◆ Stated goal 1 ◆
In the RDS mailing-list thread, how large is a heartbeat message?

#### Text extract

[rds-devel] FW: RDS -- how to detect peer is gone ?

Tina Yang tina.yang at oracle.com
Mon Apr 5 10:28:44 PDT 2010


On 4/5/2010 7:51 AM, Tang, Changqing wrote:
> I still don't know the silent crash of the kernel, but I figure out what causes it.
>
> My MPI code has a heartbeat logic, when there is contention and a message is not
> Received after some period, a heartbeat is sent to peer process.
>
> In two ranks two nodes case, the heartbeat is not triggered.
>
> In three ranks three nodes case, heartbeat is sent to the rank on the crashed node.
> Heartbeat is a 48 bytes message. Maybe too many heartbeat messages flood the target
> Process ? But no matter how bad my code logic is, it should not crash RDS kernel.
>    


     Can you send us the /var/log/messages ?  From what you've described,
     I can't determine whether there was a real crash or the machine just
     simply rebooted itself (maybe due to some built-in features of the 
applications).
     If it looks like a crash, we'll probably need additional 
information for
     further investigation.  At any rate, I think it would be a good 
practice to
     set up 'netconsole' or preferably 'kdump' especially if you don't have
     an easy access to the console.


> After I disable the heartbeat, my MPI work works fine now.
>
>
> --CQ
>
>
>
> -----Original Message-----
> From: Andy Grover [mailto:andy.grover at oracle.com]
> Sent: Sunday, April 04, 2010 2:07 PM
> To: Tang, Changqing
> Cc: Tina Yang; RDS Devel
> Subject: Re: [rds-devel] FW: RDS -- how to detect peer is gone ?
>
> Do you have a way of capturing the oops? Perhaps via serial or
> management console?
>
> Regards -- Andy
>
> Tang, Changqing wrote:
>    
>> Hi, Tina,
>>
>> I implement RDS as our MPI's interconnect, it works fine when I run
>> IMB benchmark two ranks over two nodes.
>>
>> However, if I run 3 ranks over three nodes, it runs for a while and
>> then silently crashes one of the machine, it is a repeatable crash of
>> the same node.
>>
>>
>>
>> When I go to /var/log/messages after the node reboot, I don't find
>> any useful info from RDS. The only RDS message
>>
>> Between the last two 'restart' are:
>>
>> .....
>>
>> Apr 4 07:43:05 sq0n32 kernel: Registered RDS/iwarp transport
>>
>> Apr 4 07:43:05 sq0n32 kernel: Registered RDS/infiniband transport
>>
>> Apr 4 07:43:05 sq0n32 kernel: Registered RDS/tcp transport
>>
>> .....
>>
>> Apr 4 07:56:14 sq0n32 kernel: RDS/IB: connected to 172.31.64.33
>> version 3.1
>>
>> Apr 4 07:56:14 sq0n32 kernel: RDS/IB: connected to 172.31.80.240
>> version 3.1
>>
>> .....

########
#### Material provided

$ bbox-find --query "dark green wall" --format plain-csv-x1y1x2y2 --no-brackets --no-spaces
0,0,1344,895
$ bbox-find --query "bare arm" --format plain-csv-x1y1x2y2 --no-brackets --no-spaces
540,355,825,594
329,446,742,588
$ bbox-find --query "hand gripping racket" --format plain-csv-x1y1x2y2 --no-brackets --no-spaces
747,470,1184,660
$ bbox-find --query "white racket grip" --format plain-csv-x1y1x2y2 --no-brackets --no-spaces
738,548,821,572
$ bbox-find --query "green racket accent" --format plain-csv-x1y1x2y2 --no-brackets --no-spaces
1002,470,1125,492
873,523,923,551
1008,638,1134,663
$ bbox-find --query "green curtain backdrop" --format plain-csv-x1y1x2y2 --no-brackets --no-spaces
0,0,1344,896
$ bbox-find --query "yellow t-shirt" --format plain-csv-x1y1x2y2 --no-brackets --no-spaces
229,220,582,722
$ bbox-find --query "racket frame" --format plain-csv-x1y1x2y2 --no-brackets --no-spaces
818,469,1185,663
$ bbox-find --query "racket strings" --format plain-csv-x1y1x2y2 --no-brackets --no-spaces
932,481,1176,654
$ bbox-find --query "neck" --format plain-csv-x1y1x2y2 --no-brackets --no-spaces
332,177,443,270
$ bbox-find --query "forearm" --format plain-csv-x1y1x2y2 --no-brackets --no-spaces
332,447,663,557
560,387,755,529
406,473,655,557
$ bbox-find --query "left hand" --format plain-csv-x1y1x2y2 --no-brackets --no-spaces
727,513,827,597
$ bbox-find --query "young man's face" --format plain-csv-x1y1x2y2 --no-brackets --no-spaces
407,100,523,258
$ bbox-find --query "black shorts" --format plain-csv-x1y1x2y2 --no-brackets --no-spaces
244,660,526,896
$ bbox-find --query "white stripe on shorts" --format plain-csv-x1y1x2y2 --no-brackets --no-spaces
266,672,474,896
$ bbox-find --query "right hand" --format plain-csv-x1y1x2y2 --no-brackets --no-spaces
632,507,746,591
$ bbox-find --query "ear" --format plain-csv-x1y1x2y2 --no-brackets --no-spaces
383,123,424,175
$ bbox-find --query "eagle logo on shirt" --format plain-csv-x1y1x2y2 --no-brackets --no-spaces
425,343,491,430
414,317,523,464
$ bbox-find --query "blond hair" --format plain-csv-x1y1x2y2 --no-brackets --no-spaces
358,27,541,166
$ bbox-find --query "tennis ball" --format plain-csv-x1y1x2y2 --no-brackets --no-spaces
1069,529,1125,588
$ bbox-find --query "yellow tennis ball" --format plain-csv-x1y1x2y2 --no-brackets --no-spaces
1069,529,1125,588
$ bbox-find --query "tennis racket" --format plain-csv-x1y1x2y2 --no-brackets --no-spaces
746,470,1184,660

########

◆ Stated goal 2 ◆
Give the lines of the entries above as a JSON list of strings, one string per line and no blank lines. Start at the first line of the entries and end at the line containing "266,672,474,896", including both.

◆ Task solution 1 ◆
48 bytes.

◆ Task solution 2 ◆
[
  "$ bbox-find --query \"dark green wall\" --format plain-csv-x1y1x2y2 --no-brackets --no-spaces",
  "0,0,1344,895",
  "$ bbox-find --query \"bare arm\" --format plain-csv-x1y1x2y2 --no-brackets --no-spaces",
  "540,355,825,594",
  "329,446,742,588",
  "$ bbox-find --query \"hand gripping racket\" --format plain-csv-x1y1x2y2 --no-brackets --no-spaces",
  "747,470,1184,660",
  "$ bbox-find --query \"white racket grip\" --format plain-csv-x1y1x2y2 --no-brackets --no-spaces",
  "738,548,821,572",
  "$ bbox-find --query \"green racket accent\" --format plain-csv-x1y1x2y2 --no-brackets --no-spaces",
  "1002,470,1125,492",
  "873,523,923,551",
  "1008,638,1134,663",
  "$ bbox-find --query \"green curtain backdrop\" --format plain-csv-x1y1x2y2 --no-brackets --no-spaces",
  "0,0,1344,896",
  "$ bbox-find --query \"yellow t-shirt\" --format plain-csv-x1y1x2y2 --no-brackets --no-spaces",
  "229,220,582,722",
  "$ bbox-find --query \"racket frame\" --format plain-csv-x1y1x2y2 --no-brackets --no-spaces",
  "818,469,1185,663",
  "$ bbox-find --query \"racket strings\" --format plain-csv-x1y1x2y2 --no-brackets --no-spaces",
  "932,481,1176,654",
  "$ bbox-find --query \"neck\" --format plain-csv-x1y1x2y2 --no-brackets --no-spaces",
  "332,177,443,270",
  "$ bbox-find --query \"forearm\" --format plain-csv-x1y1x2y2 --no-brackets --no-spaces",
  "332,447,663,557",
  "560,387,755,529",
  "406,473,655,557",
  "$ bbox-find --query \"left hand\" --format plain-csv-x1y1x2y2 --no-brackets --no-spaces",
  "727,513,827,597",
  "$ bbox-find --query \"young man's face\" --format plain-csv-x1y1x2y2 --no-brackets --no-spaces",
  "407,100,523,258",
  "$ bbox-find --query \"black shorts\" --format plain-csv-x1y1x2y2 --no-brackets --no-spaces",
  "244,660,526,896",
  "$ bbox-find --query \"white stripe on shorts\" --format plain-csv-x1y1x2y2 --no-brackets --no-spaces",
  "266,672,474,896"
]